* **TASK STATEMENT**
Reproduce the entries word for word, starting from the very beginning and running up to and including the line that contains "257, 603, 272]]". Omit the pictures from your copy.

------------------------------

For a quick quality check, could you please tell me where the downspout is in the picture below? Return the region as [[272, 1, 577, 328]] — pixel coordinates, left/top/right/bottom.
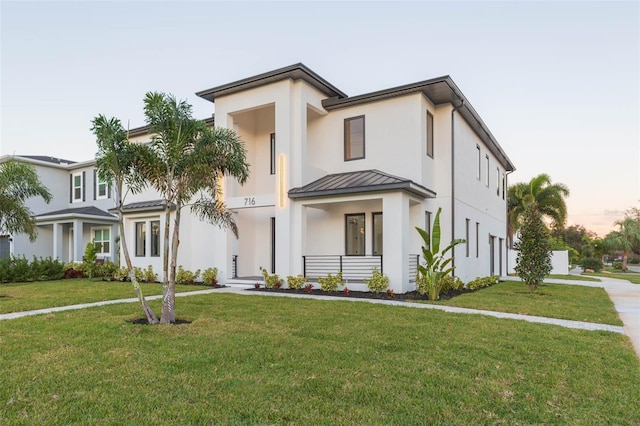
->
[[451, 98, 464, 273]]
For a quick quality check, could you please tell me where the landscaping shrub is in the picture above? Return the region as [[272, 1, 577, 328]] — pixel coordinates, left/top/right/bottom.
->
[[287, 275, 307, 290], [364, 268, 389, 293], [467, 275, 500, 291], [318, 272, 344, 291], [582, 257, 603, 272]]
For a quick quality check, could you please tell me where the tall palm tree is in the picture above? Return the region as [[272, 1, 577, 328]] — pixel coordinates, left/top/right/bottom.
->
[[507, 173, 569, 248], [91, 115, 158, 324], [136, 92, 249, 323], [0, 159, 51, 241]]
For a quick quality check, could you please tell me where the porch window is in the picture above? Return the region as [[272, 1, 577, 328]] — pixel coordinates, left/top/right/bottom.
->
[[427, 111, 433, 158], [371, 212, 382, 255], [345, 213, 365, 256], [93, 228, 111, 256], [136, 222, 147, 257], [344, 115, 364, 161], [151, 220, 160, 257]]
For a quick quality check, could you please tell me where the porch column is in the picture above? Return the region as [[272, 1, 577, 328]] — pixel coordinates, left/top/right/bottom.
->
[[382, 191, 411, 293], [72, 219, 84, 262], [51, 223, 63, 261]]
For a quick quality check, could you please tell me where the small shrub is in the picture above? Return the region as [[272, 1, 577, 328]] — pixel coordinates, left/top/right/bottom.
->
[[262, 269, 282, 288], [287, 275, 307, 290], [202, 268, 218, 285], [582, 257, 603, 272], [364, 268, 389, 294], [176, 265, 200, 285], [318, 272, 344, 291], [467, 275, 500, 291], [144, 265, 158, 283]]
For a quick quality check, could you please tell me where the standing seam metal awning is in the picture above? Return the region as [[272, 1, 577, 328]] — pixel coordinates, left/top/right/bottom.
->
[[289, 170, 436, 199]]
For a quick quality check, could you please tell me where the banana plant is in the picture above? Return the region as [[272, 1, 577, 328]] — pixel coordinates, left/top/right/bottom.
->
[[416, 208, 466, 300]]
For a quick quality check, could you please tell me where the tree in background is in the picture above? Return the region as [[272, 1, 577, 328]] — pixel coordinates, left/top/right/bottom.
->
[[91, 115, 158, 324], [0, 159, 51, 241], [604, 209, 640, 272], [136, 92, 249, 323], [507, 173, 569, 248], [515, 203, 551, 293]]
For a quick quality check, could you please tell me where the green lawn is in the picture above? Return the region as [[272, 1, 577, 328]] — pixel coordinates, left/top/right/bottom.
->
[[429, 281, 622, 325], [0, 293, 640, 425], [0, 279, 206, 314]]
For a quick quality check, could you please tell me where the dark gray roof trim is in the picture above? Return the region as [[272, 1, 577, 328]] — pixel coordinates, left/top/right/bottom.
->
[[129, 115, 215, 138], [115, 200, 176, 213], [289, 170, 436, 199], [196, 63, 347, 102], [36, 206, 115, 220], [322, 76, 515, 171], [17, 155, 75, 165]]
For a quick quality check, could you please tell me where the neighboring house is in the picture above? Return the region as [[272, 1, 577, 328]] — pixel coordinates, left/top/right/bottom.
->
[[0, 155, 118, 262], [5, 64, 514, 293]]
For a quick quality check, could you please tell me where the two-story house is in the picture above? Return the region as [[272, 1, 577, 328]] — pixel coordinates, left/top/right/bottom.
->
[[2, 64, 514, 293]]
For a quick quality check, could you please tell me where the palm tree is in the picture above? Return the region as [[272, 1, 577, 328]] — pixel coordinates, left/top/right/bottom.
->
[[604, 213, 640, 272], [0, 159, 51, 241], [136, 92, 249, 323], [91, 115, 158, 324], [507, 173, 569, 248]]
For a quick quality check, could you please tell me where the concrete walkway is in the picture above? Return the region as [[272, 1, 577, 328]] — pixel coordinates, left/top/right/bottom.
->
[[0, 277, 640, 357]]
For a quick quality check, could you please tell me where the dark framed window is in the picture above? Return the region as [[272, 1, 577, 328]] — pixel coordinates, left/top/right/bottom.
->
[[136, 222, 147, 257], [371, 212, 382, 255], [344, 115, 364, 161], [151, 220, 160, 257], [424, 211, 431, 250], [427, 111, 433, 158], [344, 213, 365, 256], [269, 133, 276, 175]]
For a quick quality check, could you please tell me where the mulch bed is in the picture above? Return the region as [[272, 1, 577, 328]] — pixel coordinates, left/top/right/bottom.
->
[[246, 287, 471, 301]]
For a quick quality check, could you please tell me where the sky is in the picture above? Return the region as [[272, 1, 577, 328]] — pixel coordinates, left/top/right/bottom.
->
[[0, 0, 640, 236]]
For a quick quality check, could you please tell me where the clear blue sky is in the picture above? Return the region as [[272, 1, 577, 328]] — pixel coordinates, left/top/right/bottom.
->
[[0, 0, 640, 235]]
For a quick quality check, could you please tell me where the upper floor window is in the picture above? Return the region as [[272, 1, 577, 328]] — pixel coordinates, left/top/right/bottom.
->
[[427, 111, 433, 158], [344, 115, 364, 161], [71, 172, 84, 203], [93, 228, 111, 256]]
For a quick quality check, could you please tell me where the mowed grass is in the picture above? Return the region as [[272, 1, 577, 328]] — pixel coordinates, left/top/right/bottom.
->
[[0, 279, 206, 314], [0, 293, 640, 425], [429, 281, 622, 325]]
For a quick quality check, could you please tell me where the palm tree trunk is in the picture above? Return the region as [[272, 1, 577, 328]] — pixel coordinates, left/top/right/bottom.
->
[[118, 209, 158, 324]]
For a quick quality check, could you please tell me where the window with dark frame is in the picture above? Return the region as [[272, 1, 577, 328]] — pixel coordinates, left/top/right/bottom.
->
[[371, 212, 382, 255], [150, 220, 160, 257], [269, 133, 276, 175], [136, 222, 147, 257], [344, 115, 364, 161], [427, 111, 433, 158], [344, 213, 365, 256]]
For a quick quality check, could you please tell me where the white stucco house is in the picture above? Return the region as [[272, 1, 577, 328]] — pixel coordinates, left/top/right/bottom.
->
[[2, 64, 514, 293]]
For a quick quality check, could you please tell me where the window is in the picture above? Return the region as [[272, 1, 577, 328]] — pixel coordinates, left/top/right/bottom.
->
[[71, 172, 84, 203], [344, 115, 364, 161], [424, 211, 431, 250], [136, 222, 147, 257], [465, 219, 471, 257], [93, 228, 111, 256], [371, 212, 382, 255], [151, 220, 160, 257], [269, 133, 276, 175], [345, 213, 364, 256], [427, 111, 433, 158], [484, 155, 489, 186]]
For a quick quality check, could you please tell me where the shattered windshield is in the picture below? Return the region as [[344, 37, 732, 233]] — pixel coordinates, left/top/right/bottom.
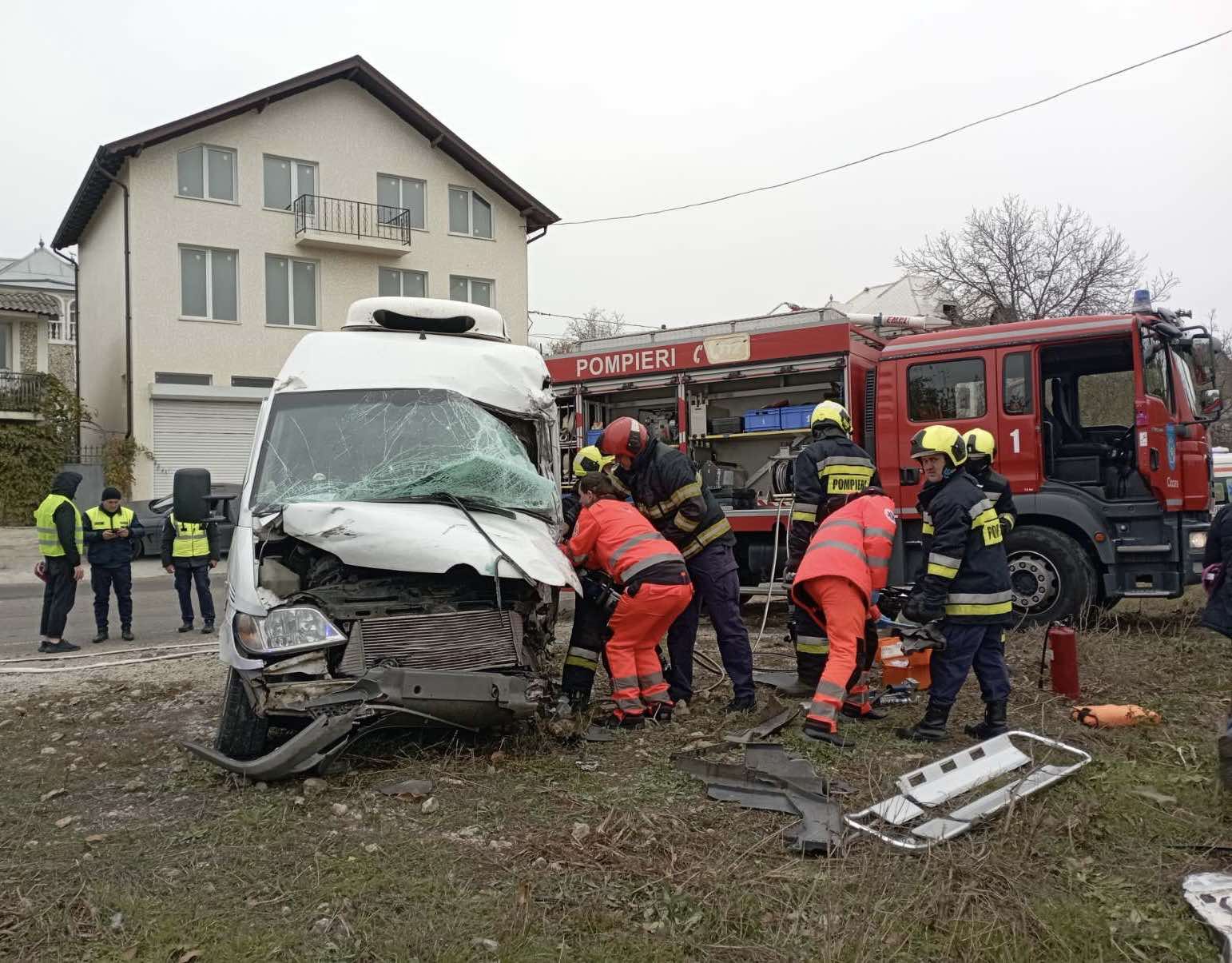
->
[[252, 388, 555, 514]]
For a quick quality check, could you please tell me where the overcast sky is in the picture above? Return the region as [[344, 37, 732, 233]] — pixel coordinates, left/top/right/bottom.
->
[[0, 0, 1232, 342]]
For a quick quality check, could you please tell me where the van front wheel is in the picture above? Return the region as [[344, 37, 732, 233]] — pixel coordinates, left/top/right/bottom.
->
[[1005, 525, 1095, 629], [214, 668, 270, 759]]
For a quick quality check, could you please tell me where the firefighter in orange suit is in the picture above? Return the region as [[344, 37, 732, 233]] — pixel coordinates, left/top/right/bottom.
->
[[791, 487, 898, 749], [562, 472, 693, 729]]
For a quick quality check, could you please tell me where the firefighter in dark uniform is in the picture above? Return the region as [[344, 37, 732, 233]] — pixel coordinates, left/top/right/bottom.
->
[[598, 418, 757, 713], [898, 424, 1011, 742], [782, 400, 884, 700], [561, 445, 614, 713], [964, 428, 1018, 536], [163, 511, 222, 635], [34, 471, 85, 652], [84, 487, 145, 643]]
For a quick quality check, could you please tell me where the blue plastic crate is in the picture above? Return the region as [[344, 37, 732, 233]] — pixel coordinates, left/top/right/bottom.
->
[[779, 404, 814, 428], [744, 408, 782, 432]]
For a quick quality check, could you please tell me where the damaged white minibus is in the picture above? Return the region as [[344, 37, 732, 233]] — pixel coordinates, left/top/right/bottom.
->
[[189, 297, 578, 779]]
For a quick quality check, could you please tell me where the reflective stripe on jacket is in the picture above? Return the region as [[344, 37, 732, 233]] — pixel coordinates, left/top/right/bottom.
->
[[563, 498, 684, 583], [170, 514, 209, 559], [787, 432, 878, 565], [84, 506, 138, 566], [791, 495, 898, 613], [614, 439, 736, 559], [918, 470, 1013, 625], [34, 495, 85, 559]]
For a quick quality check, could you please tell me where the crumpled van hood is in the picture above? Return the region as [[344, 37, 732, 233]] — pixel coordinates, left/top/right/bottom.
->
[[282, 502, 582, 592]]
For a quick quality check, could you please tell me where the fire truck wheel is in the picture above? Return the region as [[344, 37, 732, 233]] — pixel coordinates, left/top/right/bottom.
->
[[1005, 525, 1095, 629]]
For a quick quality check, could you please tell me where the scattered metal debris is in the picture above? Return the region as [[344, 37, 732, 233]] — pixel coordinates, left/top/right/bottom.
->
[[180, 709, 364, 782], [377, 779, 432, 799], [671, 742, 850, 856], [753, 668, 798, 689], [1180, 873, 1232, 963], [844, 730, 1091, 850], [723, 695, 800, 745]]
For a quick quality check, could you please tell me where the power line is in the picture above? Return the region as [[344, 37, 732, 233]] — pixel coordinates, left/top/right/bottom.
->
[[552, 30, 1232, 227]]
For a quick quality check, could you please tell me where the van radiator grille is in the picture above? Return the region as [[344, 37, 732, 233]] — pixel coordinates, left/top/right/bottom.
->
[[339, 611, 523, 674]]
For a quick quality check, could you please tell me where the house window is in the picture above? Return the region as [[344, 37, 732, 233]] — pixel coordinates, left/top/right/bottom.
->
[[177, 145, 236, 204], [450, 274, 495, 307], [450, 188, 491, 238], [154, 371, 214, 384], [262, 154, 316, 211], [265, 254, 316, 328], [47, 300, 77, 344], [377, 174, 425, 231], [180, 248, 239, 320], [377, 268, 427, 297], [907, 357, 986, 422]]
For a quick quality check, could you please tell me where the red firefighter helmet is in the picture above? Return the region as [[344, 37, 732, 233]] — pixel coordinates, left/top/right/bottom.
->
[[598, 418, 650, 459]]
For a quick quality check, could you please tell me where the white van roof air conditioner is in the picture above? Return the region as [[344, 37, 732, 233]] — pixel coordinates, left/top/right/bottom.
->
[[343, 297, 509, 341]]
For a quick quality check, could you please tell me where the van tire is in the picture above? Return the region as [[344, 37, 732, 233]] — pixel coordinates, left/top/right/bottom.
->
[[1005, 525, 1095, 629], [214, 668, 270, 759]]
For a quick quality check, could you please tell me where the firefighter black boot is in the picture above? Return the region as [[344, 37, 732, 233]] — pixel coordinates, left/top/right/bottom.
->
[[962, 699, 1009, 738], [897, 702, 950, 742]]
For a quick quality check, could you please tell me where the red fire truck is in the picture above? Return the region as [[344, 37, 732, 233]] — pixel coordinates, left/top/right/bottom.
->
[[547, 309, 1220, 624]]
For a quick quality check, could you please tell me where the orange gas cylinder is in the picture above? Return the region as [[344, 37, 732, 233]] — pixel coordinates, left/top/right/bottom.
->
[[877, 635, 932, 689], [1069, 706, 1159, 729]]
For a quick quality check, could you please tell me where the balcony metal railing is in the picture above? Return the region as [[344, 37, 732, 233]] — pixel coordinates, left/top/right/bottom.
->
[[295, 193, 410, 247], [0, 371, 47, 412]]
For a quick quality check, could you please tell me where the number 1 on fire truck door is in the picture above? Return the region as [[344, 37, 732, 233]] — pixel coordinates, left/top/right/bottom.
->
[[988, 348, 1043, 495]]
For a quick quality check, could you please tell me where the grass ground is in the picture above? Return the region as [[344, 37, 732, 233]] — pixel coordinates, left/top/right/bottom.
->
[[0, 600, 1232, 963]]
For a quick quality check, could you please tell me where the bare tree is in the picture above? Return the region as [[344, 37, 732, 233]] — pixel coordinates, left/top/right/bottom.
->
[[547, 307, 627, 354], [896, 193, 1177, 324]]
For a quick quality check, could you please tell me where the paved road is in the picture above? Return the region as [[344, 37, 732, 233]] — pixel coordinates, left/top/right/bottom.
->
[[0, 572, 227, 657]]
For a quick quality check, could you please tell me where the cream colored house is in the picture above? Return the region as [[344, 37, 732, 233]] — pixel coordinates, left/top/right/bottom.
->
[[53, 57, 558, 498]]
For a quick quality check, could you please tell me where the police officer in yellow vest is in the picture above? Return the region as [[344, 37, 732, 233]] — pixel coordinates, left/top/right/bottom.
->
[[34, 471, 85, 652], [85, 487, 145, 643], [163, 511, 219, 635]]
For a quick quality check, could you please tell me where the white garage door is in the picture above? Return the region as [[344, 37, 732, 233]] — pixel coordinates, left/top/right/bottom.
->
[[154, 398, 261, 498]]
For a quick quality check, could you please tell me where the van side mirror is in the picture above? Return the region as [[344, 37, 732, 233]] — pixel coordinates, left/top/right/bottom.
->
[[171, 468, 209, 524]]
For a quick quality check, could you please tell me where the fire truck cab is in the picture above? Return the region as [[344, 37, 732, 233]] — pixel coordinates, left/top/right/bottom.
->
[[882, 313, 1218, 623], [547, 309, 1220, 624]]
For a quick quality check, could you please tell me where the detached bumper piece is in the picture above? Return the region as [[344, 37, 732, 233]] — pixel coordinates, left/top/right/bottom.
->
[[844, 730, 1091, 850], [671, 742, 852, 856], [180, 709, 370, 782]]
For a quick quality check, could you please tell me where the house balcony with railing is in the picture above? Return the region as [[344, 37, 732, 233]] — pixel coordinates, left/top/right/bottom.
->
[[292, 193, 411, 257], [0, 371, 47, 422]]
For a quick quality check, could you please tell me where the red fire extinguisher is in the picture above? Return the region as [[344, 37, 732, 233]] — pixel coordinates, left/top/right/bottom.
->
[[1039, 622, 1082, 699]]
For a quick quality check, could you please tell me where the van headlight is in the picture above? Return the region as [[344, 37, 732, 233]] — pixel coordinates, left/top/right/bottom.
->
[[234, 606, 346, 654]]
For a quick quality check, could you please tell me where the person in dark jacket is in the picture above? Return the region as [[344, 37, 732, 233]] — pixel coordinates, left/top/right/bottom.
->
[[598, 418, 757, 713], [1202, 504, 1232, 790], [561, 445, 614, 714], [781, 400, 881, 697], [163, 511, 222, 635], [898, 424, 1013, 742], [964, 428, 1018, 535], [34, 471, 85, 652], [82, 487, 145, 643]]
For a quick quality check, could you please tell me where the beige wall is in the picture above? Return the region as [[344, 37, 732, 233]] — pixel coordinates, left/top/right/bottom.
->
[[79, 80, 527, 497], [77, 178, 128, 444]]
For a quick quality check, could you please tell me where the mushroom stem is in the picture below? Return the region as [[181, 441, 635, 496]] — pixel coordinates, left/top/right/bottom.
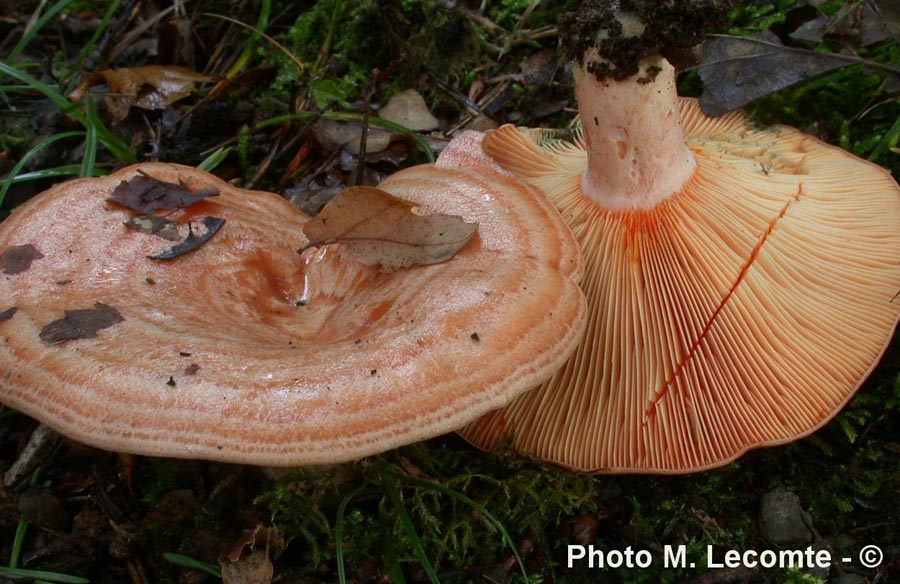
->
[[575, 49, 697, 211]]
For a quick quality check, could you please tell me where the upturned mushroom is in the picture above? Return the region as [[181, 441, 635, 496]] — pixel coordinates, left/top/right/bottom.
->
[[462, 0, 900, 473], [0, 134, 585, 466]]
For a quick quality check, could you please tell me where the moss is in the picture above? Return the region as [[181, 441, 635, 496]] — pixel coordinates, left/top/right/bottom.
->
[[559, 0, 731, 79]]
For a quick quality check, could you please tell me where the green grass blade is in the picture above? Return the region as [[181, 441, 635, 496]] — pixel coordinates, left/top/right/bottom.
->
[[0, 132, 85, 204], [9, 519, 28, 570], [78, 94, 102, 178], [65, 0, 122, 94], [334, 485, 366, 584], [0, 567, 90, 584], [6, 0, 78, 61], [381, 469, 440, 584], [6, 164, 85, 184], [250, 112, 436, 162], [383, 469, 528, 582], [869, 113, 900, 162], [378, 514, 406, 584], [163, 552, 222, 578], [0, 63, 137, 164], [197, 148, 231, 172]]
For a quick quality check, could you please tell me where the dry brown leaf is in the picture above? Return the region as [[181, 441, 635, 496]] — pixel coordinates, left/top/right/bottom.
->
[[301, 187, 478, 271], [378, 89, 440, 132], [69, 65, 215, 121], [219, 550, 275, 584]]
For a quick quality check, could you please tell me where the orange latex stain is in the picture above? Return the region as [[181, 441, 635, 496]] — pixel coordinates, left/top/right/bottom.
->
[[237, 249, 292, 324], [360, 300, 394, 329]]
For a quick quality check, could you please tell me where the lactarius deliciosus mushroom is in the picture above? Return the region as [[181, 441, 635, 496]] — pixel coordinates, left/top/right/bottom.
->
[[462, 1, 900, 473], [0, 134, 585, 465]]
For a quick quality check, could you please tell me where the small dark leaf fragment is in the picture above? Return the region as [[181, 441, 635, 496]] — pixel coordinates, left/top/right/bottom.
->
[[107, 171, 219, 213], [123, 215, 181, 241], [0, 243, 44, 275], [40, 302, 124, 345], [698, 31, 862, 117], [147, 217, 225, 260]]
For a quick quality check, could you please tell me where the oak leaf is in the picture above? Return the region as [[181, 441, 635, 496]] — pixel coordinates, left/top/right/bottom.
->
[[300, 187, 478, 272]]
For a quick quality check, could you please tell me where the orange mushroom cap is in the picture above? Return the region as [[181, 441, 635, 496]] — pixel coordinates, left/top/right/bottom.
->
[[0, 134, 584, 465], [461, 65, 900, 473]]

------------------------------

* **WRITTEN ANSWER**
For a quick quality check, could you please tell me where the downspout is in the picture below? Return the region as [[272, 1, 577, 328]] — pixel coordinates, left/top/right/bottom.
->
[[451, 98, 464, 273]]
For a quick quality check, could you please tell me where the landscaping shrub is in the picture above? Return the region as [[272, 1, 577, 328]] — pixel coordinates, left/top/right/bottom.
->
[[287, 275, 307, 290], [364, 268, 389, 293], [467, 275, 500, 291], [318, 272, 344, 291], [582, 257, 603, 272]]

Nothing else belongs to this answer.